THE EXERCISE: Revise the entries from the line containing "Q: Locate the tree" through the end of the entries by replacing "Locate" with "Find" and leaving everything else unchanged. Return only those lines.

DATA FOR PROCESSING:
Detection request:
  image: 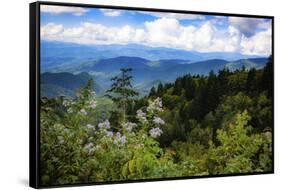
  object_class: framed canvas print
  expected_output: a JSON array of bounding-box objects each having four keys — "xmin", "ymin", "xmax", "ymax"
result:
[{"xmin": 30, "ymin": 2, "xmax": 274, "ymax": 188}]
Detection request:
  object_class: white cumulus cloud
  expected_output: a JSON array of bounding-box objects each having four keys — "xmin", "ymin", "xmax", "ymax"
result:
[
  {"xmin": 100, "ymin": 9, "xmax": 122, "ymax": 17},
  {"xmin": 41, "ymin": 17, "xmax": 272, "ymax": 56},
  {"xmin": 138, "ymin": 11, "xmax": 205, "ymax": 20},
  {"xmin": 228, "ymin": 17, "xmax": 271, "ymax": 37},
  {"xmin": 40, "ymin": 5, "xmax": 88, "ymax": 16}
]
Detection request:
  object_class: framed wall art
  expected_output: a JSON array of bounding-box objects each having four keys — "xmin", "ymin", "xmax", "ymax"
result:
[{"xmin": 30, "ymin": 2, "xmax": 274, "ymax": 188}]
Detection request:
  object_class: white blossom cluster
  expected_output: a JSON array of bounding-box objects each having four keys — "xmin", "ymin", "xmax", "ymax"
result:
[
  {"xmin": 149, "ymin": 127, "xmax": 163, "ymax": 138},
  {"xmin": 98, "ymin": 120, "xmax": 110, "ymax": 129},
  {"xmin": 153, "ymin": 116, "xmax": 165, "ymax": 125},
  {"xmin": 146, "ymin": 97, "xmax": 163, "ymax": 113},
  {"xmin": 86, "ymin": 124, "xmax": 95, "ymax": 129},
  {"xmin": 79, "ymin": 108, "xmax": 88, "ymax": 115},
  {"xmin": 123, "ymin": 122, "xmax": 137, "ymax": 132},
  {"xmin": 113, "ymin": 132, "xmax": 127, "ymax": 145},
  {"xmin": 57, "ymin": 136, "xmax": 64, "ymax": 144},
  {"xmin": 137, "ymin": 109, "xmax": 147, "ymax": 122}
]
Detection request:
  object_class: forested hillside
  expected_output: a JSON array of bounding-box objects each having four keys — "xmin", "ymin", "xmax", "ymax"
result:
[{"xmin": 40, "ymin": 58, "xmax": 273, "ymax": 185}]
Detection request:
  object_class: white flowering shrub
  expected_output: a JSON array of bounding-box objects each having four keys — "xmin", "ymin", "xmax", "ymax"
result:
[{"xmin": 40, "ymin": 81, "xmax": 175, "ymax": 185}]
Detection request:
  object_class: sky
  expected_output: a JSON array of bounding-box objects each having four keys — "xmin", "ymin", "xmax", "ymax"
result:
[{"xmin": 40, "ymin": 5, "xmax": 272, "ymax": 56}]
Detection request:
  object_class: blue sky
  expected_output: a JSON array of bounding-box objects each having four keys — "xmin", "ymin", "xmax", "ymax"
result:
[{"xmin": 41, "ymin": 5, "xmax": 272, "ymax": 56}]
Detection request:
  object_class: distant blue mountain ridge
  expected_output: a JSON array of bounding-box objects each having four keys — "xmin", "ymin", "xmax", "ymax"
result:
[
  {"xmin": 41, "ymin": 40, "xmax": 261, "ymax": 72},
  {"xmin": 41, "ymin": 51, "xmax": 268, "ymax": 97}
]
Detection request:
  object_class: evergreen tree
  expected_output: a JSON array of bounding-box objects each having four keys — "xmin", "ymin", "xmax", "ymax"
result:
[
  {"xmin": 262, "ymin": 56, "xmax": 273, "ymax": 97},
  {"xmin": 106, "ymin": 68, "xmax": 138, "ymax": 121}
]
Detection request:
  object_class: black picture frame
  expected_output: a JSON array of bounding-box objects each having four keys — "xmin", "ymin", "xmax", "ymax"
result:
[{"xmin": 29, "ymin": 1, "xmax": 274, "ymax": 188}]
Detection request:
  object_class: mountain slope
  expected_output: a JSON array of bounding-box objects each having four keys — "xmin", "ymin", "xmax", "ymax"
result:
[
  {"xmin": 40, "ymin": 72, "xmax": 103, "ymax": 97},
  {"xmin": 41, "ymin": 41, "xmax": 258, "ymax": 72}
]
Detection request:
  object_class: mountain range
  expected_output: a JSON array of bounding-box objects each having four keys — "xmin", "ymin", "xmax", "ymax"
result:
[
  {"xmin": 41, "ymin": 56, "xmax": 268, "ymax": 97},
  {"xmin": 40, "ymin": 40, "xmax": 260, "ymax": 72}
]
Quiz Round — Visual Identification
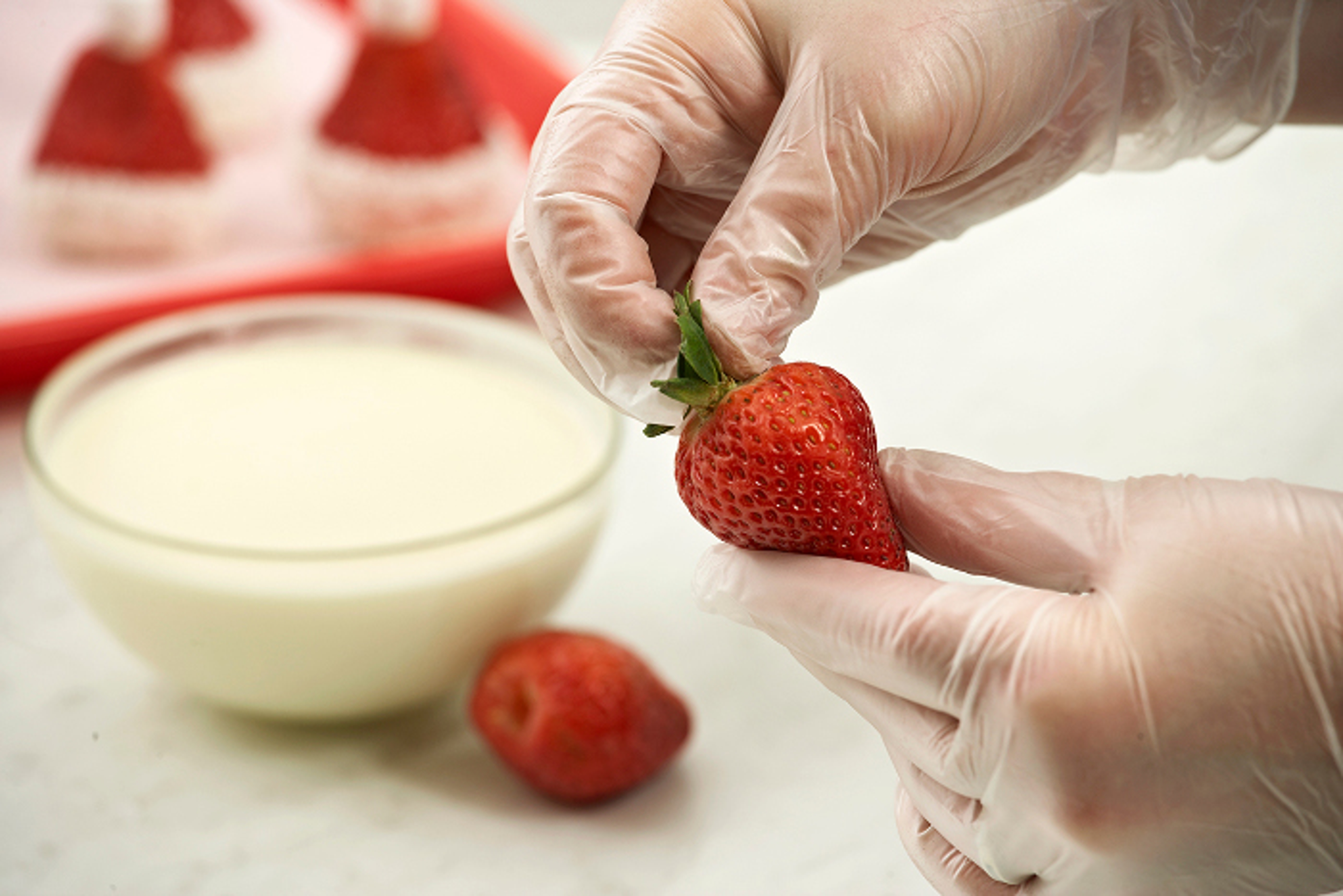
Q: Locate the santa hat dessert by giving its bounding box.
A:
[307,0,525,243]
[165,0,278,148]
[28,0,216,258]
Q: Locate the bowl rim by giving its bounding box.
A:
[21,293,623,562]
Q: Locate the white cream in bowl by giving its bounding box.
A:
[27,297,619,720]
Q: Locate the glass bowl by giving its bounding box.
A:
[24,296,622,720]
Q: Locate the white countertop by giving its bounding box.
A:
[0,3,1343,896]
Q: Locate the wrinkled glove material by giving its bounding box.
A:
[509,0,1307,423]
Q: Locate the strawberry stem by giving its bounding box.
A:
[643,283,737,438]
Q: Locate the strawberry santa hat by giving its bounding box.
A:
[164,0,278,148]
[28,0,216,257]
[307,0,525,242]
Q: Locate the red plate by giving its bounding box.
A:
[0,0,572,392]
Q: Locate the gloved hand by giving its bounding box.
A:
[509,0,1305,423]
[696,450,1343,896]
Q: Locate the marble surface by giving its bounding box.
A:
[0,0,1343,896]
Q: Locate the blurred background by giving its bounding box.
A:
[0,0,1343,896]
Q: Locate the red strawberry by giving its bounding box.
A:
[470,630,690,803]
[166,0,256,54]
[645,289,909,570]
[321,34,485,158]
[36,46,211,176]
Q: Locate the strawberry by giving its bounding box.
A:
[470,629,690,803]
[645,287,909,570]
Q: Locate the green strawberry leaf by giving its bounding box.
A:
[643,283,737,436]
[653,377,718,407]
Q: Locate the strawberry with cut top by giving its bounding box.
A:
[645,287,909,570]
[469,629,690,803]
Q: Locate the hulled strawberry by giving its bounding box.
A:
[645,289,909,570]
[470,629,690,803]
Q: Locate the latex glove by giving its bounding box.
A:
[509,0,1305,423]
[696,451,1343,896]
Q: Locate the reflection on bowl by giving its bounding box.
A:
[26,297,620,720]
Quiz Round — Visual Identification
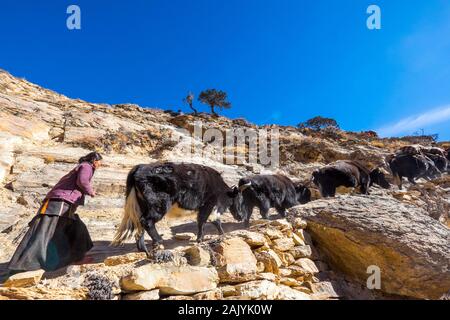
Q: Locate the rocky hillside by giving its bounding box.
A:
[0,71,450,299]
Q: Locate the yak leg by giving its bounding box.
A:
[142,220,162,247]
[212,219,225,235]
[136,232,149,256]
[361,181,369,195]
[277,207,286,218]
[197,205,213,242]
[211,208,225,235]
[259,198,270,220]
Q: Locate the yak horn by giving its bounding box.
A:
[239,182,252,192]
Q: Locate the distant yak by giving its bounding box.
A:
[230,175,311,227]
[387,154,441,190]
[312,160,390,198]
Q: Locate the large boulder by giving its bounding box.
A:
[291,196,450,299]
[213,238,257,283]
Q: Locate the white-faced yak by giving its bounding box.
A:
[230,175,311,227]
[312,160,390,198]
[112,163,236,254]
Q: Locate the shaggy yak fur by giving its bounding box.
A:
[312,161,390,198]
[388,154,441,190]
[230,175,311,227]
[112,163,236,254]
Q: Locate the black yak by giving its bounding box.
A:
[387,154,441,190]
[230,175,311,227]
[312,160,390,198]
[112,163,237,254]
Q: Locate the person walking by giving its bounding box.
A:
[8,152,102,274]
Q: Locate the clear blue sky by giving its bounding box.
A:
[0,0,450,140]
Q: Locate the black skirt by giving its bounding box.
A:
[8,200,93,273]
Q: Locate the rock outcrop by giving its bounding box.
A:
[291,196,450,299]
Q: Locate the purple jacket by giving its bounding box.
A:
[45,162,95,206]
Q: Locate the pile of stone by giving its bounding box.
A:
[0,218,338,300]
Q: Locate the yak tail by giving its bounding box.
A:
[389,159,401,186]
[111,170,144,246]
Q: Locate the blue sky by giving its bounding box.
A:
[0,0,450,140]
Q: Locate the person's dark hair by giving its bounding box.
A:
[78,152,103,163]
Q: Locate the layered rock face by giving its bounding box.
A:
[0,71,450,300]
[292,196,450,299]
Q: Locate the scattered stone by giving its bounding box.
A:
[120,264,219,295]
[103,252,147,267]
[292,233,305,246]
[270,219,292,232]
[213,238,257,283]
[280,278,303,287]
[278,252,295,267]
[174,232,196,241]
[230,230,267,249]
[289,245,312,259]
[256,249,283,274]
[122,289,159,300]
[311,281,339,300]
[276,285,312,300]
[192,289,223,300]
[3,270,45,288]
[84,272,114,300]
[291,218,308,229]
[184,245,211,267]
[261,227,284,240]
[273,238,295,252]
[219,285,237,298]
[236,280,279,300]
[295,258,319,275]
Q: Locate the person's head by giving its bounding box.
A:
[78,152,103,169]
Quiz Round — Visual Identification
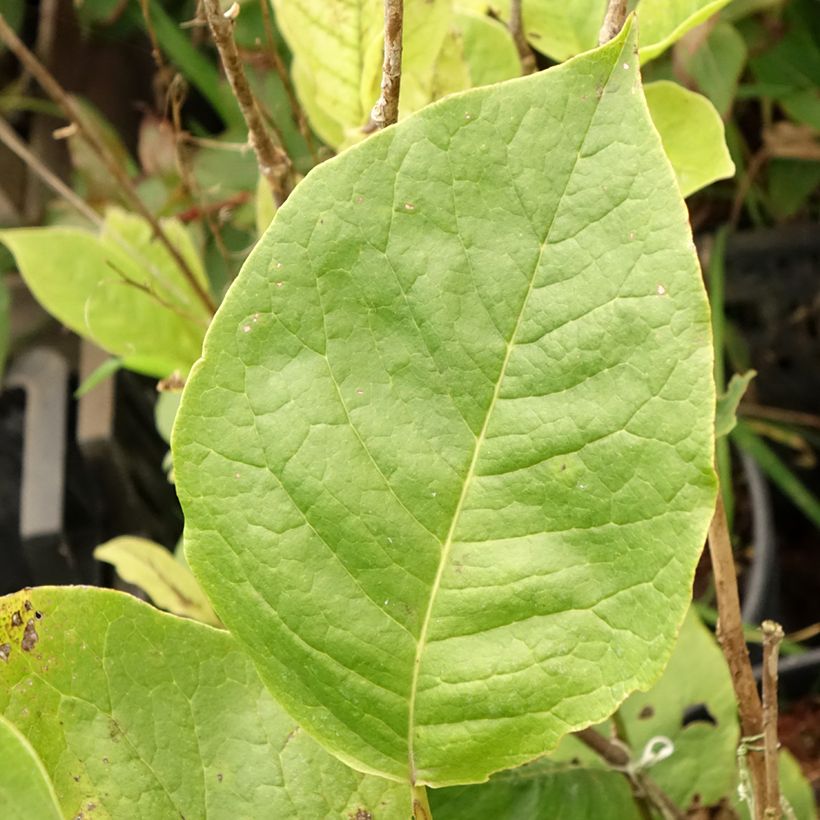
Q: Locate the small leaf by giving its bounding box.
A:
[0,716,62,820]
[620,610,740,809]
[173,19,715,785]
[74,357,123,399]
[675,22,747,118]
[644,80,735,197]
[94,535,220,626]
[715,370,757,438]
[0,587,407,820]
[0,209,208,377]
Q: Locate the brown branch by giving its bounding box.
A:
[202,0,294,206]
[709,493,766,820]
[574,727,686,820]
[259,0,319,162]
[365,0,404,130]
[0,117,103,228]
[598,0,626,46]
[0,14,216,313]
[507,0,536,74]
[760,621,783,820]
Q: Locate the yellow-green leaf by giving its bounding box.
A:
[644,80,735,197]
[94,535,219,626]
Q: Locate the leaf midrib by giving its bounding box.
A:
[407,43,618,786]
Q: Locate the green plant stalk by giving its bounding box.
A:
[730,420,820,527]
[706,226,735,527]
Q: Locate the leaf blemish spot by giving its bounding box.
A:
[20,618,40,652]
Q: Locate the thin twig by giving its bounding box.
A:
[202,0,294,206]
[365,0,404,130]
[598,0,626,46]
[259,0,319,162]
[574,727,686,820]
[0,14,216,313]
[507,0,536,74]
[0,117,103,228]
[760,621,783,820]
[709,493,766,820]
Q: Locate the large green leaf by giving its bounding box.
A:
[644,80,735,196]
[0,715,62,820]
[173,26,715,785]
[0,209,208,377]
[430,761,642,820]
[620,611,740,808]
[0,587,408,820]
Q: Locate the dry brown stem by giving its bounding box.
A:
[369,0,404,130]
[575,727,686,820]
[507,0,536,74]
[709,493,766,820]
[761,621,783,820]
[0,117,103,228]
[202,0,294,206]
[0,14,216,313]
[598,0,626,46]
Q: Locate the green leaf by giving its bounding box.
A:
[0,274,11,377]
[0,587,407,820]
[731,421,820,527]
[280,0,452,146]
[74,357,123,399]
[644,80,735,197]
[457,0,729,63]
[430,761,642,820]
[94,535,220,626]
[173,19,715,785]
[715,370,757,438]
[749,0,820,128]
[620,610,740,809]
[0,209,208,377]
[0,715,62,820]
[637,0,729,63]
[681,22,747,117]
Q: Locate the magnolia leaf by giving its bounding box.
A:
[676,22,747,117]
[644,80,735,196]
[0,587,407,820]
[619,610,740,808]
[0,209,208,378]
[94,535,220,626]
[280,0,452,146]
[172,25,715,786]
[631,0,730,63]
[0,716,62,820]
[431,13,521,99]
[457,0,729,63]
[430,762,643,820]
[715,370,757,438]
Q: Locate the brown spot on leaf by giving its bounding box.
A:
[20,618,40,652]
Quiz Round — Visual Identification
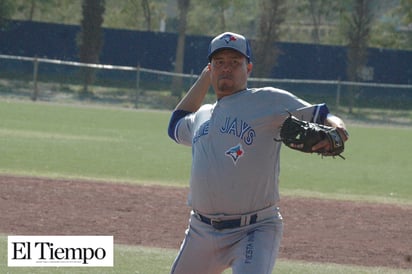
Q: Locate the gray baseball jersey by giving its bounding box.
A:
[172,87,328,215]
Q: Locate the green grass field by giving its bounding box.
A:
[0,101,412,202]
[0,101,412,273]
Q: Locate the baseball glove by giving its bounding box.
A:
[275,114,345,159]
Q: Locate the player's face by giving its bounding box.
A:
[210,49,252,99]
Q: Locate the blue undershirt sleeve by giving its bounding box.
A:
[167,109,192,142]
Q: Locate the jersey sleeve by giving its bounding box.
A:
[167,109,193,145]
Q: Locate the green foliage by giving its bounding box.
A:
[77,0,105,94]
[0,0,16,27]
[3,0,412,49]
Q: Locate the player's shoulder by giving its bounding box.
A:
[197,104,215,113]
[250,86,295,97]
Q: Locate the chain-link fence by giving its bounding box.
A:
[0,55,412,110]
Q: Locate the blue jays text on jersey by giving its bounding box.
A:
[192,117,256,145]
[220,117,256,145]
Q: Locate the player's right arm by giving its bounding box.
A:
[175,66,210,112]
[167,66,210,142]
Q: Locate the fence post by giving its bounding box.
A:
[336,79,342,109]
[134,64,140,108]
[31,56,39,101]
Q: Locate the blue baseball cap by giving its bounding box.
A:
[208,32,252,62]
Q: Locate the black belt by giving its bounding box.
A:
[197,213,257,230]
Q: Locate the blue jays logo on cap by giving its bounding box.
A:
[208,32,251,62]
[225,144,244,165]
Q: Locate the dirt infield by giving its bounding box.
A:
[0,176,412,269]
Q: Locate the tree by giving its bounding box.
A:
[253,0,286,77]
[0,0,15,29]
[78,0,105,95]
[297,0,339,44]
[172,0,190,97]
[344,0,373,113]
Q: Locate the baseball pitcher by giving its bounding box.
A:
[168,32,348,274]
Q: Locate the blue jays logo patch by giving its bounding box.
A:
[220,34,237,44]
[225,144,245,165]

TASK ANSWER:
Q: Find the tree by giving its bounding box.
A:
[253,0,286,77]
[0,0,15,29]
[78,0,105,95]
[297,0,339,44]
[172,0,190,97]
[344,0,373,113]
Q: Find the baseball pitcher by giving its bounding box.
A:
[168,32,348,274]
Q: Find the blue jays logo patch by giving its bounding box.
A:
[220,34,237,44]
[225,144,245,165]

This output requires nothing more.